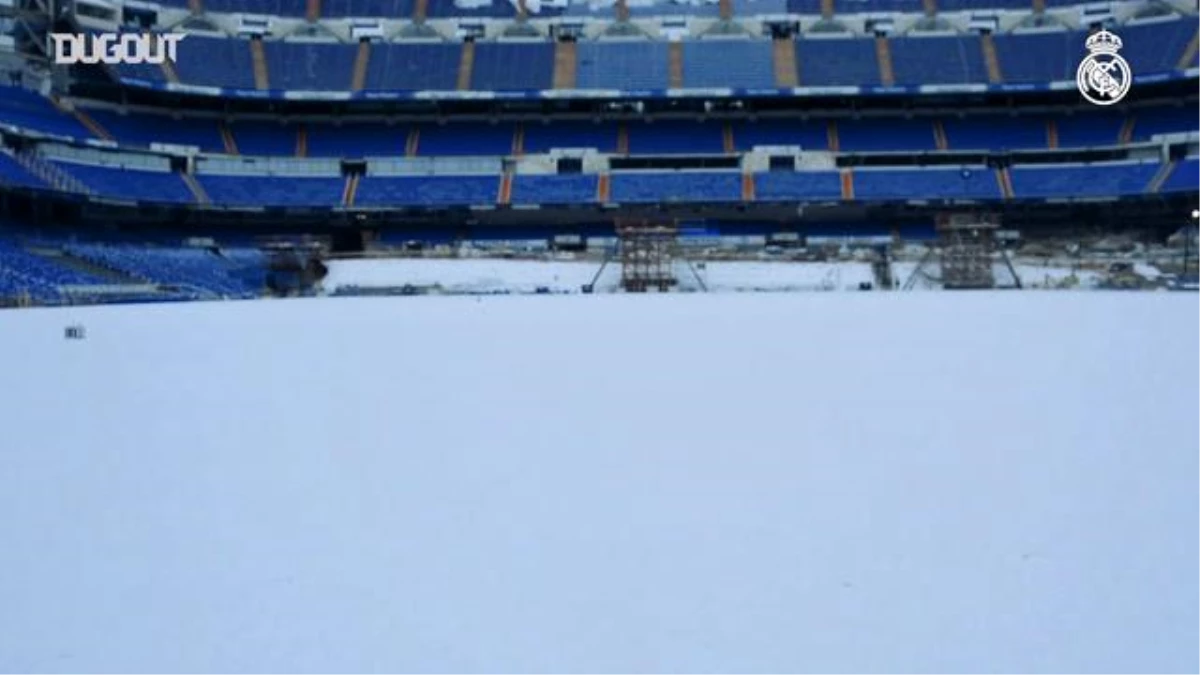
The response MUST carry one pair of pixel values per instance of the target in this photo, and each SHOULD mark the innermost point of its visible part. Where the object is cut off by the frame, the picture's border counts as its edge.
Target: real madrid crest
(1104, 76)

--

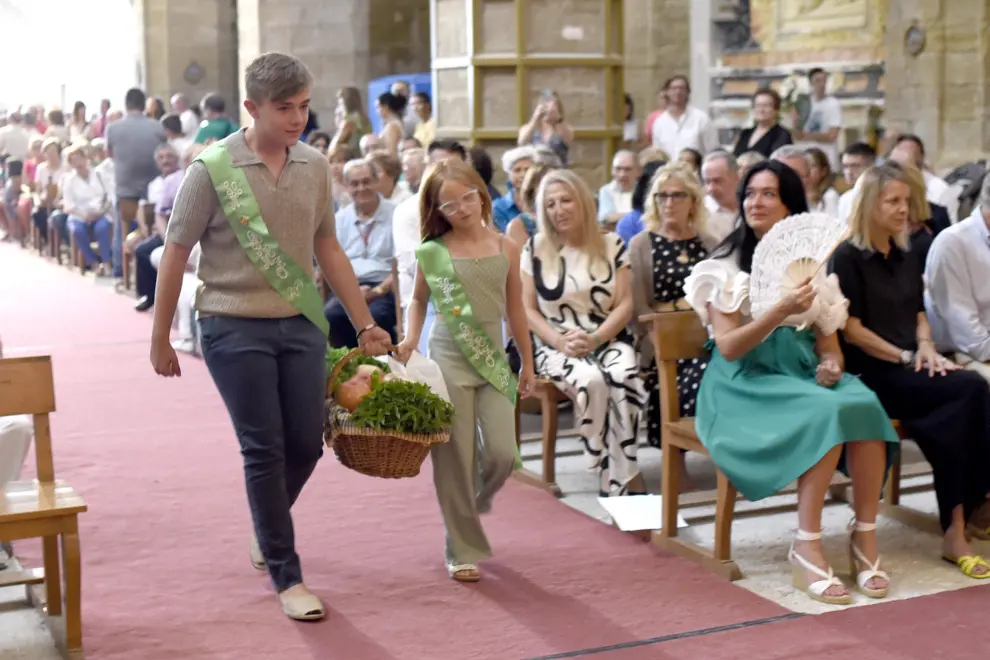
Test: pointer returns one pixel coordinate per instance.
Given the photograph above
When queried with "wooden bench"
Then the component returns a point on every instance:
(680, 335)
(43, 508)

--

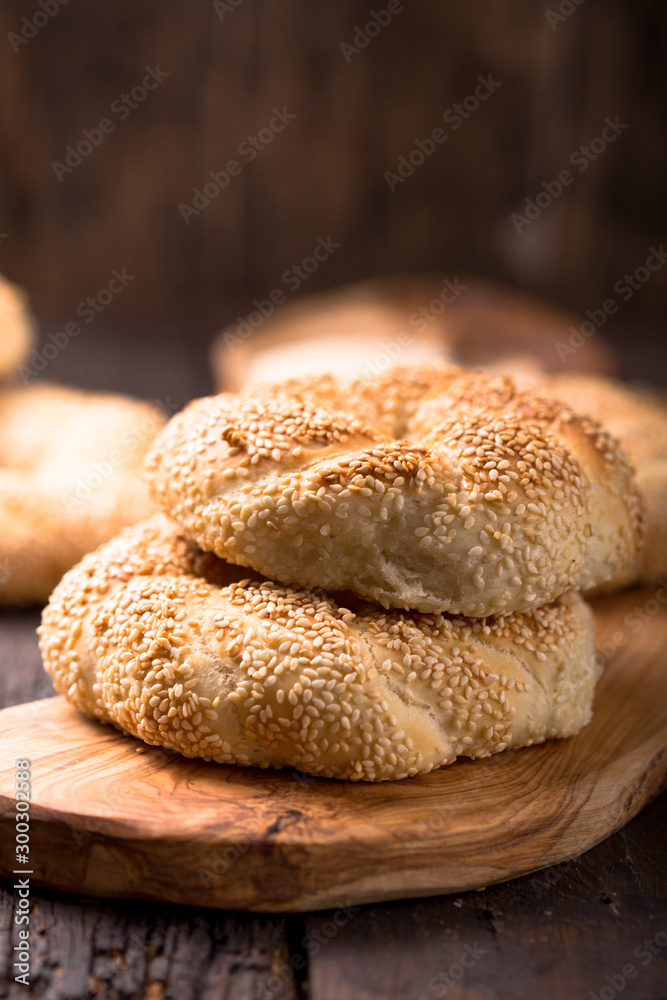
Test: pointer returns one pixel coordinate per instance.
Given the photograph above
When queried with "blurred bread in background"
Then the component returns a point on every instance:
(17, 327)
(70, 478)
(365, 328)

» Task: Locate each line in the data above that contains the string "with" and copy it out. Case counts.

» Task answer:
When queried with "wooden bench"
When queried with "blurred bread in background"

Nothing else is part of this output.